▸ Source document

THIRD AMENDMENT TO SECURITY AGREEMENT

Contract Categories: Business Finance - Security Agreements
EX-10.3 4 ex10_3.htm EXHIBIT 10.3 Exhibit 10.3


Exhibit 10.3
 
THIRD AMENDMENT TO SECURITY AGREEMENT
 
This Third Amendment to Security Agreement (the “Third Amendment”) is dated as of the 8th day of February, 2007 and is entered into by and between VERICHIP CORPORATION, a Delaware corporation with a principal place of business at 1690 South Congress Avenue, Suite 200, Delray Beach, Florida 33445 (“the Debtor”), and Applied Digital Solutions, Inc., a Missouri corporation located at 1690 South Congress Avenue, Suite 200, Delray Beach, Florida 33445 (the “Secured Party”).
 
R E C I T A L S:
 
WHEREAS, Secured Party and Debtor have previously entered into a Security Agreement dated as of December 27, 2005, as amended by that First Amendment to Security Agreement, dated October 6, 2006 and that Second Amendment to Security Agreement dated January 19, 2007 (the “Security Agreement”) securing the obligations of Debtor under the Commercial Loan Agreement dated December 27, 2005, as amended by that First Amendment to Commercial Loan Agreement dated October 6, 2006 and that Second Amendment to Commercial Loan Agreement dated January 19, 2007, and the Second Amended and Restated Working Capital Revolving Line of Credit made pursuant to the Credit Agreement dated January 19, 2007; and
 
WHEREAS, Debtor and Lender have executed and delivered that certain Third Amendment to the Commercial Loan Agreement of even date herewith and that certain Third Amended and Restated Revolving Line of Credit Note—Working Capital of even date herewith in the principal amount of $14,500,000.00 (the “Loan”).
 
NOW THEREFORE, in consideration of the mutual covenants, for good and valuable consideration, the receipt and sufficiency of which is hereby acknowledged, the parties hereby agree as follows:
 
W I T N E S S E T 60;H:
 
1. Incorporation and Recitals. The above recitals are true and correct and are incorporated herein by reference.

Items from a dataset
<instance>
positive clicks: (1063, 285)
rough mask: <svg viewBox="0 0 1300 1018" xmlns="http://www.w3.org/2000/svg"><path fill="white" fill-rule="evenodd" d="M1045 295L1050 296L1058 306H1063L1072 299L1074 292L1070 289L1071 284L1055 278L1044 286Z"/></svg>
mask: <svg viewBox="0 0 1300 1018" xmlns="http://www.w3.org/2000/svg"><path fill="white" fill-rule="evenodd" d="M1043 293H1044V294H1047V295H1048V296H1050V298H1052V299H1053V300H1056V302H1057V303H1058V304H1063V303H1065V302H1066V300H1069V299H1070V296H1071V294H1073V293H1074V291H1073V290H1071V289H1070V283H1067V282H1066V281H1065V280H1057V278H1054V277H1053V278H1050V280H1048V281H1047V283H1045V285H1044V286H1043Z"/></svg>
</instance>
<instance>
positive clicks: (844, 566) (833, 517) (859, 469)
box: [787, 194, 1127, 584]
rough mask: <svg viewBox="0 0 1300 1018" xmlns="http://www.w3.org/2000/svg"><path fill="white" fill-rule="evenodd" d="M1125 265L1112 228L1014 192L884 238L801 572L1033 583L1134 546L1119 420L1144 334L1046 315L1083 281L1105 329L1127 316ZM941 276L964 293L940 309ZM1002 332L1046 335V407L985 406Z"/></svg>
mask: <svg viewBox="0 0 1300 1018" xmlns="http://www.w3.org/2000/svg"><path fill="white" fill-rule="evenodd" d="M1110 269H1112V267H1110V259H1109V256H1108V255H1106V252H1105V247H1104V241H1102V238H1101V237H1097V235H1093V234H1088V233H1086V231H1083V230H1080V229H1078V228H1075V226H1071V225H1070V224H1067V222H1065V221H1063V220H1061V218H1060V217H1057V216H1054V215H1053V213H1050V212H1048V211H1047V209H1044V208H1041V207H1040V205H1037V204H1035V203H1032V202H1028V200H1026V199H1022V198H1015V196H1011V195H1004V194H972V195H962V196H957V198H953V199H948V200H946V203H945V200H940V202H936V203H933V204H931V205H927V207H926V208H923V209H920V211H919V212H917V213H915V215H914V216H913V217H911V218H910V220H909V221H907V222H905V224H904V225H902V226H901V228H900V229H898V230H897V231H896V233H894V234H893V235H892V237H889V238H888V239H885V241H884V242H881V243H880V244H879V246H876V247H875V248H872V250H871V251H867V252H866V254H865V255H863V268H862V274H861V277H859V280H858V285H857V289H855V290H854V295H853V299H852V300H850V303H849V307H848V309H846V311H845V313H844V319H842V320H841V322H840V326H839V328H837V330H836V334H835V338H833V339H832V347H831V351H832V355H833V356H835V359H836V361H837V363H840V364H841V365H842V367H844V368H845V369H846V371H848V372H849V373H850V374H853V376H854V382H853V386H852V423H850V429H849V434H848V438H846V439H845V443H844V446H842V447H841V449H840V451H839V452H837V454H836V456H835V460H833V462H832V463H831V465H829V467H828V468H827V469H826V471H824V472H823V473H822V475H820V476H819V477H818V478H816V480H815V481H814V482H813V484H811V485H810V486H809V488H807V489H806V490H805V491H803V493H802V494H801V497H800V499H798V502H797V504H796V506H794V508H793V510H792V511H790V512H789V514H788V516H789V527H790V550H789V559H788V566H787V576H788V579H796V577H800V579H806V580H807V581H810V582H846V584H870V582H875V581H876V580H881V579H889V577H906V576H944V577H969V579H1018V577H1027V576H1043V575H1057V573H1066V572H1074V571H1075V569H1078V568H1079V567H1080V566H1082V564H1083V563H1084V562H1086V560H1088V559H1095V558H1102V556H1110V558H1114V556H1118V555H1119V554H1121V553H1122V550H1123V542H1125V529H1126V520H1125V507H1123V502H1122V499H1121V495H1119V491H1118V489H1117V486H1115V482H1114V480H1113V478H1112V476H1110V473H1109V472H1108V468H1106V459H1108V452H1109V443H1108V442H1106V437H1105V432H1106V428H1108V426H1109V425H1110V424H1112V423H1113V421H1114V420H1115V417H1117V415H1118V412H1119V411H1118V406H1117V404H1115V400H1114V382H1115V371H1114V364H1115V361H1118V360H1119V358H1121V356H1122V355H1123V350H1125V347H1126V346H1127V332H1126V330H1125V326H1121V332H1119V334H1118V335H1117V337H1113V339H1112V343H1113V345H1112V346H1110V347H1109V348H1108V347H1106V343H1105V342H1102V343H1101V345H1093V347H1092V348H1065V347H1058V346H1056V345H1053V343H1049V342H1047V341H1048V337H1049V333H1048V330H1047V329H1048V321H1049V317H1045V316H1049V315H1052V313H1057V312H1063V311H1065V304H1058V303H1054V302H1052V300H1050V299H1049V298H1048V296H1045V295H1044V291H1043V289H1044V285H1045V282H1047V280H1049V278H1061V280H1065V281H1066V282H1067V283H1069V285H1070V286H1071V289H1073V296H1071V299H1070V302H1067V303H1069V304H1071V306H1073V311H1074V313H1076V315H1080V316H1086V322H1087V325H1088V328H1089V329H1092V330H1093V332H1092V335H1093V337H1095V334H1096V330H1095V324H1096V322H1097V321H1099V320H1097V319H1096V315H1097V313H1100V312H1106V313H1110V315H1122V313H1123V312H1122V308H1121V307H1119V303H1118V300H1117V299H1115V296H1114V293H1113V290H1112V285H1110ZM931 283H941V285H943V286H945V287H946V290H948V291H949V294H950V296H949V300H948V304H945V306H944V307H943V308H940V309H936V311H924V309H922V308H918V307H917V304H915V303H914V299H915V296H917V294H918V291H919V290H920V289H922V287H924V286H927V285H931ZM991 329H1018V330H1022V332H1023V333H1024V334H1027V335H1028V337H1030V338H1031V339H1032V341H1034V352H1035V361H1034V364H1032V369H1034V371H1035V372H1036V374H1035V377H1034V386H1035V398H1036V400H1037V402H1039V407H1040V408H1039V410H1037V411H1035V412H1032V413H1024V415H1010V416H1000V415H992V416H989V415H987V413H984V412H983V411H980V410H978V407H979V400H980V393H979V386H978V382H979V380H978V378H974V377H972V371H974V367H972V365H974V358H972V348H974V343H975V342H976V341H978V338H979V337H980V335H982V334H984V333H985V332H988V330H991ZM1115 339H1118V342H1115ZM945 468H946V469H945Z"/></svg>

▸ Work task A
In the Third Amendment to Security Agreement, what is the principal amount of the Third Amended and Restated Revolving Line of Credit Note?
▸ Work task B
Rewrite the Third Amendment to Security Agreement from "NOW THEREFORE, in" up to and including "herein by reference.", changing "covenants" to "promises".
▸ Work task C
Write the next part of the Third Amendment to Security Agreement, picking up right after its last sentence.

▸ Exercise answer A
$14,500,000.00

▸ Exercise answer B
NOW THEREFORE, in consideration of the mutual promises, for good and valuable consideration, the receipt and sufficiency of which is hereby acknowledged, the parties hereby agree as follows:
 
W I T N E S S E T 60;H:
 
1. Incorporation and Recitals. The above recitals are true and correct and are incorporated herein by reference.

▸ Exercise answer C
 
2. Definitions. All capitalized terms used herein shall, except as modified herein, have the meaning subscribed to them in the Security Agreement. All references to the “Security Agreement” set forth in the Loan Documents are hereby deemed to include reference to the Security Agreement, as hereby amended. All references to the Security Agreement set forth in the Credit Agreement as amended by that First Amendment to Commercial Loan Agreement dated as of October 6, 2006, as amended by that Second Amendment to Commercial Loan Agreement dated as of January 19, 2007, and as amended by that Third Amendment to Commercial Loan Agreement dated as of even date herewith (the “Credit Agreement”) and all other documents executed by Debtor, and/or Lender in connection with the Loan (the “Loan Documents”) are hereby deemed to refer to the Security Agreement, as hereby amended.
 
3. Representations and Warranties. The terms and conditions, representations and warranties, and covenants as set forth in the Security Agreement and all other loan documents executed by Debtor in favor of Lender in connection with the Loan are hereby ratified and affirmed by Debtor, and Debtor hereby agrees that the said terms and conditions, and covenants are valid, true and correct as if made on the date hereof. The Debtor hereby ratifies, affirms and acknowledges the continuing and unconditional security interest in the Collateral as described in the Security Agreement.


 
4. Cooperation; Further Assurances. Debtor agrees to cooperate with Lender so that the interests of Lender are protected and the intent of the Security Agreement can be effectuated. Debtor agrees to execute all documents and to provide whatever further assurances Lender may request or deem necessary to effectuate the terms of the Security Agreement.
 
5. No Implied Modifications. Except as expressly modified hereby, all terms and provisions of the Security Agreement shall remain unchanged and in full force and effect.
 
6. Counterparts. The Security Agreement may be executed in any number of counterparts, and all such counterparts shall together constitute but one instrument.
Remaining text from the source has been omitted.